═══ 给定文章 ═══

二叉树的中序遍历
leetcode原题:94. 二叉树的中序遍历
题目描述
给定一个二叉树的根节点root,返回它的中序遍历。
示例 1:
输入:root = [1,null,2,3]
输出:[1,3,2]
示例 2:
输入:root = []
输出:[]
示例 3:
输入:root = [1]
输出:[1]
示例 4:
输入:root = [1,2]
输出:[2,1]
示例 5:
输入:root = [1,null,2]
输出:[1,2]
提示:
- 树中节点数目在范围
[0, 100]内 - -100 <=
Node.val<= 100
进阶: 递归算法很简单,你可以通过迭代算法完成吗?
分析
递归思路:
先递归访问左孩子,然后记录该节点的值,再递归访问右孩子。
迭代思路:
中序遍列,始终牢记【左,根,右】的顺序,优先左孩子,然后根节点,最后右孩子,遍历左右孩子时同样遵循【左,根,右】的顺序。
- 只要有左孩子,就需要一直往左遍历,所以需要用
栈来记录遇到的节点,直到左孩子为空为止; - 弹出栈顶元素,并输出该节点的值;
- 当第2步中的栈顶节点的右孩子为空,则重复步骤2和3,否则重复步骤1,2,3。
实现
Java
递归版本:
/**
* Definition for a binary tree node.

═══ 数据摘录 ═══

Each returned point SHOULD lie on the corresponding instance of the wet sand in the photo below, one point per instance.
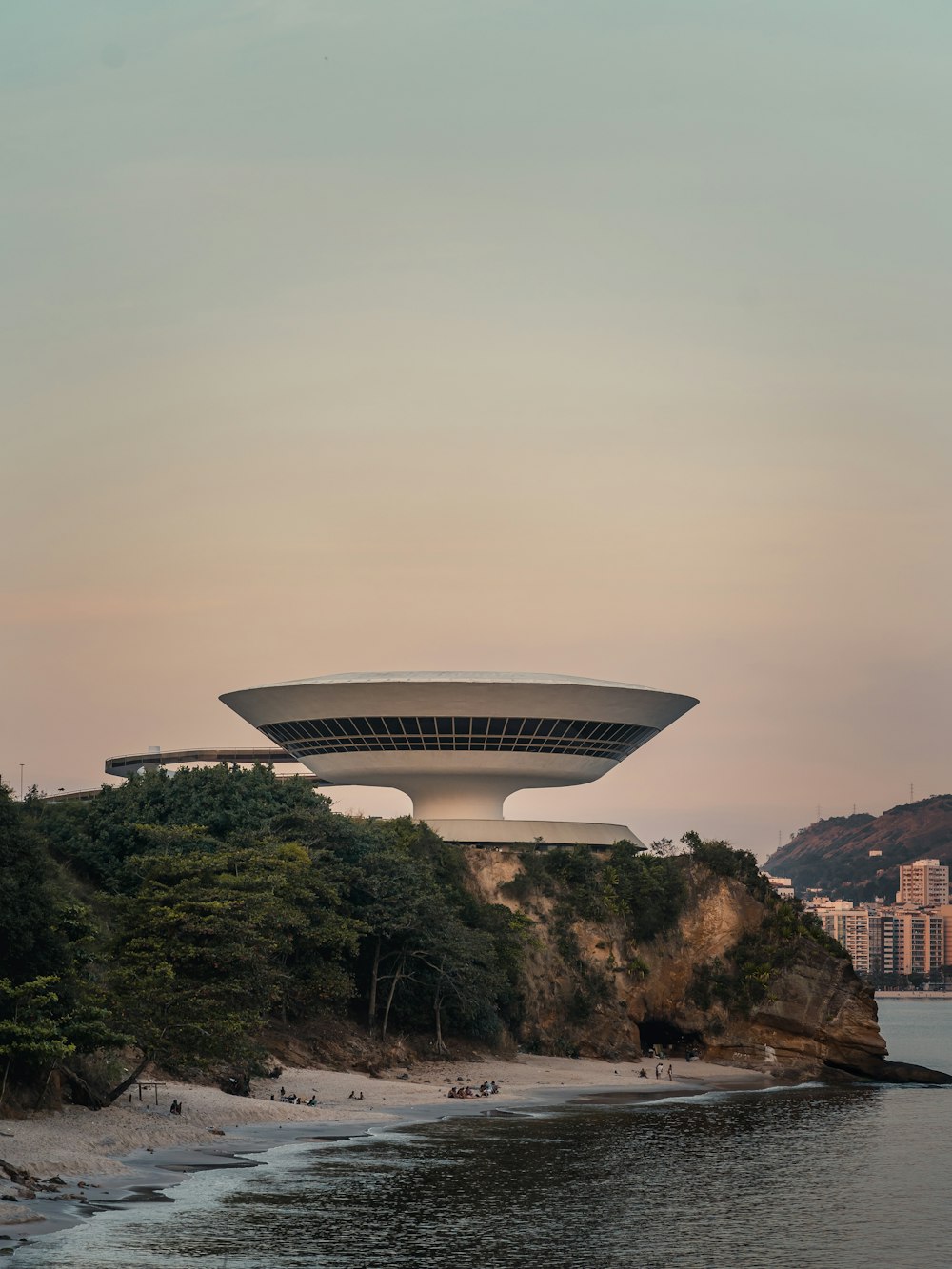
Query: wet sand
(136, 1151)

═══

## 要做的事
1. 按中序遍历这篇文章,示例 4 输入 root = [1,2] 时,输出是什么?
2. 把中序遍历这篇文章里从“- 只要有左孩子,就需要一直往左遍历,所以需要用”到“binary tree node.”这一段再写一遍,并把其中的“递归版本”换成“递归写法”。
3. 从中序遍历这篇文章停下的地方接着往下写。

## 逐题答案
1. [2,1]

2.
- 只要有左孩子,就需要一直往左遍历,所以需要用
栈来记录遇到的节点,直到左孩子为空为止; - 弹出栈顶元素,并输出该节点的值;
- 当第2步中的栈顶节点的右孩子为空,则重复步骤2和3,否则重复步骤1,2,3。
实现
Java
递归写法:
/**
* Definition for a binary tree node.

3.
* public class TreeNode {
* int val;
* TreeNode left;
* TreeNode right;
* TreeNode() {}
* TreeNode(int val) { this.val = val; }
* TreeNode(int val, TreeNode left, TreeNode right) {
* this.val = val;
* this.left = left;
* this.right = right;
* }
* }
*/
class Solution {
public List<Integer> inorderTraversal(TreeNode root) {
List<Integer> res = new ArrayList<>();
visit(res, root);
return res;
}
public void visit(List<Integer> res, TreeNode root) {
if (root != null) {
visit(res, root.left);
res.add(root.val);
visit(res, root.right);
}
}
}
迭代版本:
/**
* Definition for a binary tree node.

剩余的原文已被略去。